Exercise data

+-------+

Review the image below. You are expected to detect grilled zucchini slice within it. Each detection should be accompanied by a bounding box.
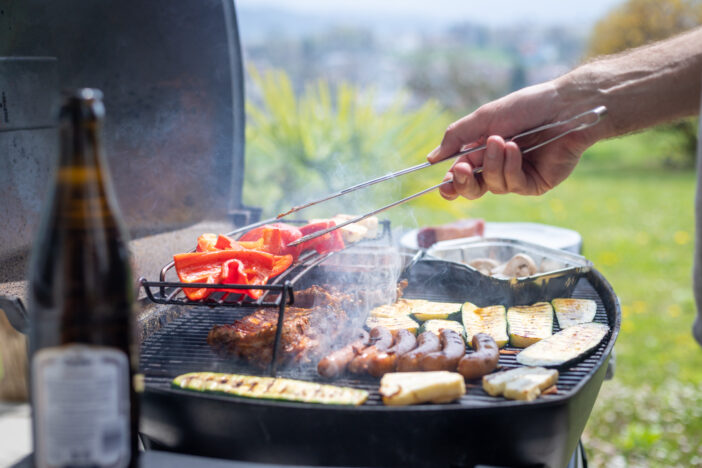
[552,298,597,329]
[516,322,609,367]
[173,372,368,406]
[408,300,462,322]
[365,315,419,334]
[379,371,465,405]
[419,319,465,338]
[461,302,508,348]
[507,302,553,348]
[368,300,414,318]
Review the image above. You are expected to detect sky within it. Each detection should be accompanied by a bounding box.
[236,0,627,28]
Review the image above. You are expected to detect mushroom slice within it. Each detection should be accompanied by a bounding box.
[501,253,538,278]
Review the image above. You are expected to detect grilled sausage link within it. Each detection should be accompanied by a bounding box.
[317,330,370,378]
[396,331,441,372]
[347,326,393,374]
[419,329,466,371]
[457,333,499,379]
[368,329,418,377]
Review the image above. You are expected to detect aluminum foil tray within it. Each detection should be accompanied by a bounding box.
[426,237,592,306]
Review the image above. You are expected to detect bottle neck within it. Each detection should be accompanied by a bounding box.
[52,98,121,230]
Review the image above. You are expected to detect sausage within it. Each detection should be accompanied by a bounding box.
[457,333,500,379]
[317,330,370,378]
[367,329,418,377]
[416,219,485,249]
[396,331,441,372]
[419,329,466,371]
[347,327,393,374]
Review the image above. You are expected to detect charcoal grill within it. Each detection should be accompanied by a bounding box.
[137,255,620,468]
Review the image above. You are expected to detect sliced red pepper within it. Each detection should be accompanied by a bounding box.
[213,234,257,251]
[174,249,293,301]
[196,233,219,252]
[238,223,303,260]
[298,221,345,255]
[181,272,220,301]
[239,223,300,242]
[219,258,267,300]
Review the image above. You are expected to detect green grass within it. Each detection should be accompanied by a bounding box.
[406,133,702,466]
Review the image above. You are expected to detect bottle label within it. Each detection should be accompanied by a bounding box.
[32,344,131,468]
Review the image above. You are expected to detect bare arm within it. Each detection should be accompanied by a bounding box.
[430,26,702,200]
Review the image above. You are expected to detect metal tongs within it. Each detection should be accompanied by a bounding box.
[285,105,607,247]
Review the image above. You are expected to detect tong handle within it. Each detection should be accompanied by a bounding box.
[463,105,607,174]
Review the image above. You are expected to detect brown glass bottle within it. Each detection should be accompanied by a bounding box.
[27,89,138,468]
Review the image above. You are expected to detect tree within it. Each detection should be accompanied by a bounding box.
[587,0,702,57]
[586,0,702,167]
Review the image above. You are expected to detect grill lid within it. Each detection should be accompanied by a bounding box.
[0,0,247,261]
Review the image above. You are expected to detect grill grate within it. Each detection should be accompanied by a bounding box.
[140,277,611,407]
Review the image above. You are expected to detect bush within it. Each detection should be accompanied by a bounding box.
[243,66,454,221]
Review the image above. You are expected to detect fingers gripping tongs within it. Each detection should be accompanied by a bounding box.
[285,105,607,247]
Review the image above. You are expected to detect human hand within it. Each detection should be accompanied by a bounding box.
[428,82,600,200]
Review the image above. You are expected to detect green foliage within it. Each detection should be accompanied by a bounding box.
[243,66,453,220]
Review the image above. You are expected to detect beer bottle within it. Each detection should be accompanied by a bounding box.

+-------+

Action item
Would you please restate the records word for word, excluding any images?

Your solution
Review the image below. You are expected to detect grilled zucchini slice within it. Each detection should be accompanied by a bounding box.
[552,298,597,329]
[516,322,609,367]
[173,372,368,406]
[408,300,462,322]
[365,315,419,334]
[379,371,465,405]
[419,319,465,338]
[461,302,508,348]
[507,302,553,348]
[368,300,414,318]
Review the image above. You are expected to detect sky within it. Each detection should be accompanied by a bounding box.
[236,0,627,28]
Review the image above. You are expected to detect mushroom slice within it. Each detection should be accompanied by a bounding box.
[501,253,538,278]
Review the image above. You are expected to detect grilled sausage link within it. Each detection should be accompanied by a bounding box.
[317,330,370,378]
[396,331,441,372]
[347,326,393,374]
[419,329,466,371]
[457,333,499,379]
[368,329,418,377]
Review the image above. You are expected to detect aluminum foil tray within it. Each detection should be accompanied by a bounding box.
[426,237,592,306]
Review the image above. You are expected to detect bottle neck within it. Each detection should be accompanied by a bounding box.
[52,98,121,230]
Review the image above. You are expected to detect sausage within it. Each detection should be accompanied by a bounding box.
[457,333,500,379]
[317,330,370,378]
[367,329,418,377]
[416,219,485,249]
[396,331,441,372]
[419,329,466,371]
[347,327,393,374]
Review the image above. You are expected to detect charcoal grill within it. Each detection should be accompanied by a bounding box.
[137,255,620,468]
Review the image above. You are expected to detect sliced red pepper within it. Each detection should be accompanied by a bounding box.
[213,234,257,251]
[174,249,293,301]
[196,233,219,252]
[238,223,303,260]
[298,221,345,255]
[181,272,220,301]
[239,223,300,242]
[219,258,267,300]
Review the image above. You are expected to detect green grass within it. Each detection should be accompanied by a bounding box.
[406,133,702,466]
Review the image above. You are expected to detect bottle label within it. Each detection should be accompanied by a bounding box.
[32,344,131,468]
Review the image above. You are expected to detect bare arm within it. Each detection should be accompanied by a bounding box.
[430,26,702,200]
Review the image above. You are expected to detect metal tongs within it. Each detection should be accompanied by a bounding box.
[285,105,607,247]
Review the image above. You are expected to detect tong handle within it. Each detection should be accompanied by a bounding box.
[463,105,607,174]
Review the image above. You are expected to detect brown glass bottle within it. Each detection should be accompanied by a bounding box.
[27,89,138,468]
Review the image above. You are expected to detect tree within it. Each detection should be accompanied by a bounding box.
[587,0,702,57]
[586,0,702,167]
Review the image above. You are expected to detect grill lid within it. Each detection should be accompanied by a bounding box.
[0,0,247,261]
Review the image above. You are expected to detect grill grate within it. Each detection should be accompanied by a bounding box.
[140,277,611,407]
Review the image above. You are expected to detect bush within it. Each detection should be accompanied by a bounding box.
[243,66,454,221]
Review the image above. You are expected to detect fingers gripping tongs within it. Each detection should be accompanied by a bounding box.
[285,105,607,247]
Review the image above. You are expected to detect human hand within it. Each detection should be accompanied by a bounding box.
[428,82,600,200]
Review the image above. You are expected to detect green foliage within it. Each detection should be accompanied by a bounding box.
[243,66,453,220]
Review the image above. You are expected to detect beer bottle within it. Each detection should be accompanied by a bounding box.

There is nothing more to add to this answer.